Return these rows without changing a single character.

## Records
━━━━━━━━━━━━━━━━━━━━

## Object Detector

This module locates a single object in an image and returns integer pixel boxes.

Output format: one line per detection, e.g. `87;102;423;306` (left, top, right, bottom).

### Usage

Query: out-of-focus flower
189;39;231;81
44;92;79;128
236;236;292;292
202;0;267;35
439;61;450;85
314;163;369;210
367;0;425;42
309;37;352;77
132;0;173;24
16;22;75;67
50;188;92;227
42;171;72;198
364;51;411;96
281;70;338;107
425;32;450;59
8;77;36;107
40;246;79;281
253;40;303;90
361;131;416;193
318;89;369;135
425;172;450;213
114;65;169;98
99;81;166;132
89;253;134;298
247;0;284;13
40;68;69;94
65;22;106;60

━━━━━━━━━━━━━━━━━━━━

## Full output
## Object Detector

This module locates a single object in an image and returns integer pixel boxes.

Output format: one line per detection, e.g. `87;102;423;306` (left, top, right, bottom).

### Usage

Query: out-of-focus flower
189;39;231;81
44;92;79;128
236;236;292;292
202;0;267;35
439;61;450;85
314;163;369;210
367;0;425;42
309;37;352;77
132;0;173;24
16;22;75;67
50;188;92;227
42;171;72;198
364;51;411;96
281;70;338;107
425;32;450;59
8;77;36;107
40;246;79;281
253;40;303;90
361;131;416;193
318;89;369;135
425;172;450;213
114;65;169;98
99;81;166;132
89;253;134;298
247;0;284;13
40;68;69;94
65;22;106;60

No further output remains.